TO BE DONE.
Summarize the Reuters report on Ahmadinejad in two sentences.

SELECTION.
********

Iran's President Mahmud Ahmadinejad

Iran's President Mahmud Ahmadinejad

TEHRAN (Reuters) -- Iran's President Mahmud Ahmadinejad has rejected a "freeze-for-freeze" proposal put forward by the West in a bid to resolve a row over the Islamic republic's nuclear aims.

"Our talks [with major powers] will only be in the framework of cooperation for managing global issues and nothing else. We have clearly announced this," he said when asked about the "freeze-for-freeze" proposal.

"The nuclear issue is a finished issue for us," Ahmadinejad told a news conference.

The West first made the proposal to Iran last year demanding it to freeze expansion of its nuclear program in return for the UN Security Council halting further sanction measures. Western diplomats say it remains on the table.

"We will not allow anyone to negotiate with us outside the agency's regulations and issues," Ahmadinejad said, referring to the UN's International Atomic Energy Agency. "Our activities will only be in the framework of the agency's regulations."

The United States and its allies suspect the Islamic state is seeking to build nuclear bombs, a charge Tehran denies. U.S. President Barack Obama has offered a new beginning of diplomatic engagement with Iran if it "unclenches its fist."

Asked about North Korea's nuclear test on May 25, Ahmadinejad said, "In principle we oppose the production, expansion, and the use of weapons of mass destruction."

Ahmadinejad also proposed a debate with Obama at UN headquarters in New York, "regarding the roots of world problems."

********

DATA SEGMENT.
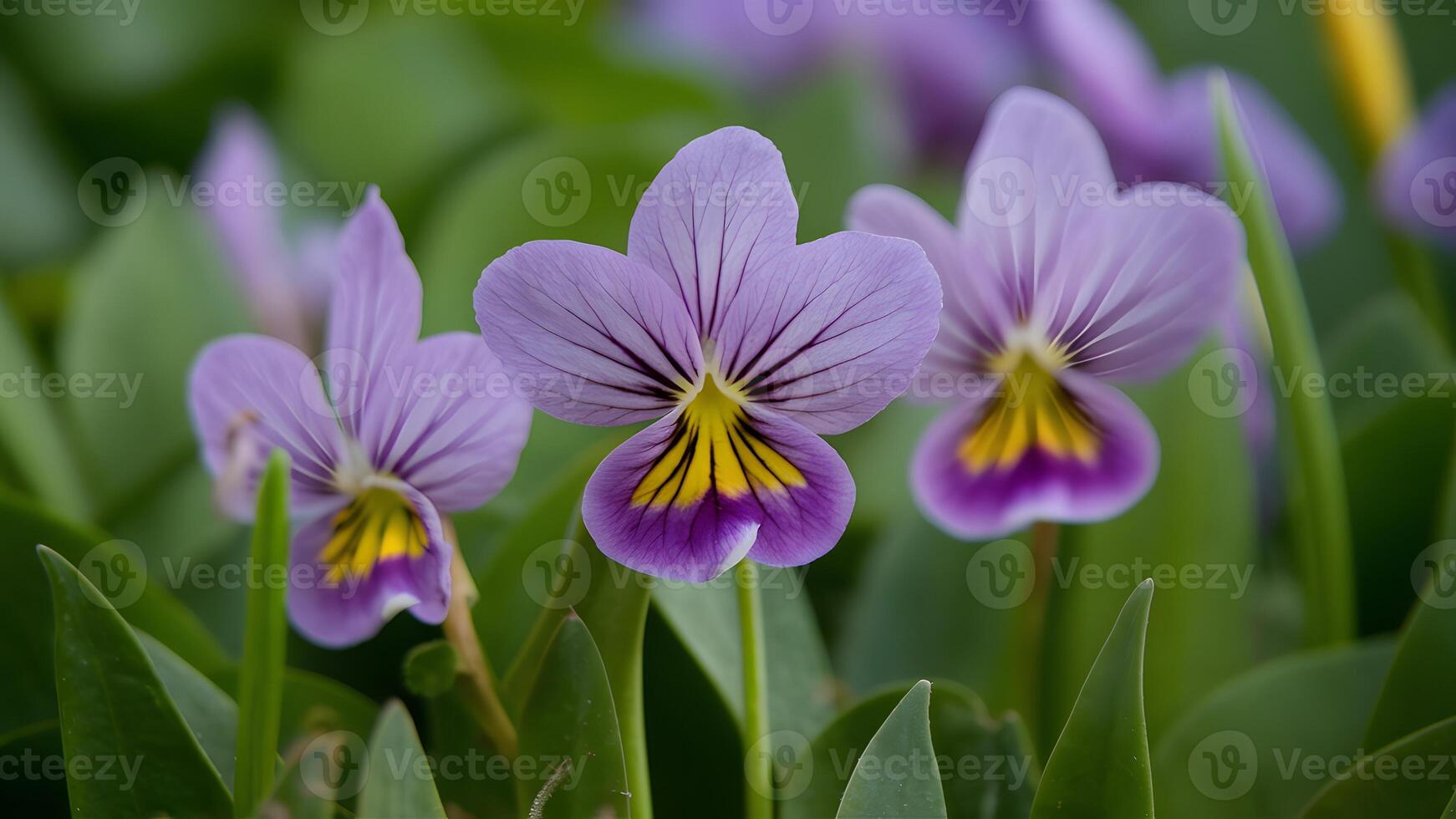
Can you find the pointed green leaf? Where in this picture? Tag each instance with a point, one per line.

********

RESPONSE TO THE TASK.
Iran's President Mahmud Ahmadinejad rejected the West's "freeze-for-freeze" proposal, under which Iran would freeze expansion of its nuclear program in return for the UN Security Council halting further sanction measures. He said the nuclear issue is finished for Iran and that its talks with major powers and its activities would stay within cooperation on global issues and the International Atomic Energy Agency's regulations.